## Using the information:
1) Answer these questions from the blog entry about living with a brain tumor, putting each answer on its own line and marking it to match its question.
(a) Where and on what date was the entry originally published?
(b) What three things got the writer through the day?
(c) Whom does the writer plan to talk to about getting a reasonable accommodation from work?
2) Carry on the blog entry about living with a brain tumor, starting after its last sentence.

## Exercise passage:
= Beginning of Section =

Thursday, November 5, 2015

Today.

Originally published November 2 on my old site.

Today was the first day that if I didn't know already I had a brain tumor, I'd be worried.

(That was a convoluted sentence, but I think I got it right.)

My eye hurt all day. I have developed increased photosensitivity; it doesn't help that my work is a nightmare of fluorescent lights and is too damned bright at the best of times. Today, however, the normal low-grade headache on the right hand side of my head was punctuated by sharp, vicious stabs of pain. I really didn't think I was going to get through the day, but some aspirin, deep breathing, and sheer stubbornness got me through it. Can't afford to miss much work this week; I have some projects due this week that I have to get done.

I am, however, going to talk to my doctor about getting a reasonable accommodation from my work to work somewhere that's not lit up like a fucking photography studio. Why don't we just drag some klieg lights in there while we're at it, and light up some thermite?

= End of Section =

## Data excerpt:
= Beginning of Section =

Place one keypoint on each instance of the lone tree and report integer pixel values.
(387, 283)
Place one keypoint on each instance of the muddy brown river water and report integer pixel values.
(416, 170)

= End of Section =

## Answers to the problems:
1)
(a) It was originally published on November 2 on the writer's old site.
(b) Some aspirin, deep breathing, and sheer stubbornness got the writer through the day.
(c) The writer plans to talk to a doctor.

2)
I'm still headachy tonight, despite being in a dim room and working with a dimly lit monitor. I think it'll be an early night; one bourbon sidecar, one blog post, one load of laundry, and bed will be calling me.

The only other news recently is that I will be meeting with the other brain surgeon -- who turns out to be a skull specialist -- and the osteoplastics specialists before the surgery. So at least I know who will be cutting on my noggin before the noggin cutting occurs, which is some small comfort.